(Tarea a realizar)
Convierte todas las líneas de los datos de abajo en una tabla Markdown con dos columnas, «Número» y «Línea»: una fila por línea, con su número en orden, sin contar las líneas en blanco.

(Listado de datos)
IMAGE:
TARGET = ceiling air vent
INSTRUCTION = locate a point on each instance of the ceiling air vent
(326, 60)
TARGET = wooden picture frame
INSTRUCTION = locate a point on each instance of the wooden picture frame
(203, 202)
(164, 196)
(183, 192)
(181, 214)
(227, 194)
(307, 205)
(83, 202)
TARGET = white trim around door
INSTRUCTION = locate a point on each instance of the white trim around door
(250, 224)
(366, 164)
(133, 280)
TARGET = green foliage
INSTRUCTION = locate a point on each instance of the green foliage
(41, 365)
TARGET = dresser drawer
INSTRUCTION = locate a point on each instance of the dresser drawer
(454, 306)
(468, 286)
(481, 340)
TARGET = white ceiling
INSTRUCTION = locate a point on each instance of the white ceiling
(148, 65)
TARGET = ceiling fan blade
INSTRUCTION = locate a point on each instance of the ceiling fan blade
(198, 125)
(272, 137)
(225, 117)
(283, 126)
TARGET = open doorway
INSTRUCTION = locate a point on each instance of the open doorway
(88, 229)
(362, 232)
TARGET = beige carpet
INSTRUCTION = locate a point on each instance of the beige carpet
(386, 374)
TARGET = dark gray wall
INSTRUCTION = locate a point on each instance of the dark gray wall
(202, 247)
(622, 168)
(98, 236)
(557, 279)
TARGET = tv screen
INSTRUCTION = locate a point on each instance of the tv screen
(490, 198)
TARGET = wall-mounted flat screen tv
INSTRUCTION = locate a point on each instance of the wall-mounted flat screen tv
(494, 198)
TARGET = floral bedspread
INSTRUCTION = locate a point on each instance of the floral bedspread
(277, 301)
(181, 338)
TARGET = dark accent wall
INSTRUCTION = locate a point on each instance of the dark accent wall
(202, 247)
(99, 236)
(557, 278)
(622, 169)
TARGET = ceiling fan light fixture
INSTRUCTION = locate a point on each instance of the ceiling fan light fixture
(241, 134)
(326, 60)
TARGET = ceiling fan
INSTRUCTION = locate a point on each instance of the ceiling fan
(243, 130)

(Respuesta)
| Número | Línea |
|---|---|
| 1 | IMAGE: |
| 2 | TARGET = ceiling air vent |
| 3 | INSTRUCTION = locate a point on each instance of the ceiling air vent |
| 4 | (326, 60) |
| 5 | TARGET = wooden picture frame |
| 6 | INSTRUCTION = locate a point on each instance of the wooden picture frame |
| 7 | (203, 202) |
| 8 | (164, 196) |
| 9 | (183, 192) |
| 10 | (181, 214) |
| 11 | (227, 194) |
| 12 | (307, 205) |
| 13 | (83, 202) |
| 14 | TARGET = white trim around door |
| 15 | INSTRUCTION = locate a point on each instance of the white trim around door |
| 16 | (250, 224) |
| 17 | (366, 164) |
| 18 | (133, 280) |
| 19 | TARGET = green foliage |
| 20 | INSTRUCTION = locate a point on each instance of the green foliage |
| 21 | (41, 365) |
| 22 | TARGET = dresser drawer |
| 23 | INSTRUCTION = locate a point on each instance of the dresser drawer |
| 24 | (454, 306) |
| 25 | (468, 286) |
| 26 | (481, 340) |
| 27 | TARGET = white ceiling |
| 28 | INSTRUCTION = locate a point on each instance of the white ceiling |
| 29 | (148, 65) |
| 30 | TARGET = ceiling fan blade |
| 31 | INSTRUCTION = locate a point on each instance of the ceiling fan blade |
| 32 | (198, 125) |
| 33 | (272, 137) |
| 34 | (225, 117) |
| 35 | (283, 126) |
| 36 | TARGET = open doorway |
| 37 | INSTRUCTION = locate a point on each instance of the open doorway |
| 38 | (88, 229) |
| 39 | (362, 232) |
| 40 | TARGET = beige carpet |
| 41 | INSTRUCTION = locate a point on each instance of the beige carpet |
| 42 | (386, 374) |
| 43 | TARGET = dark gray wall |
| 44 | INSTRUCTION = locate a point on each instance of the dark gray wall |
| 45 | (202, 247) |
| 46 | (622, 168) |
| 47 | (98, 236) |
| 48 | (557, 279) |
| 49 | TARGET = tv screen |
| 50 | INSTRUCTION = locate a point on each instance of the tv screen |
| 51 | (490, 198) |
| 52 | TARGET = wall-mounted flat screen tv |
| 53 | INSTRUCTION = locate a point on each instance of the wall-mounted flat screen tv |
| 54 | (494, 198) |
| 55 | TARGET = floral bedspread |
| 56 | INSTRUCTION = locate a point on each instance of the floral bedspread |
| 57 | (277, 301) |
| 58 | (181, 338) |
| 59 | TARGET = dark accent wall |
| 60 | INSTRUCTION = locate a point on each instance of the dark accent wall |
| 61 | (202, 247) |
| 62 | (99, 236) |
| 63 | (557, 278) |
| 64 | (622, 169) |
| 65 | TARGET = ceiling fan light fixture |
| 66 | INSTRUCTION = locate a point on each instance of the ceiling fan light fixture |
| 67 | (241, 134) |
| 68 | (326, 60) |
| 69 | TARGET = ceiling fan |
| 70 | INSTRUCTION = locate a point on each instance of the ceiling fan |
| 71 | (243, 130) |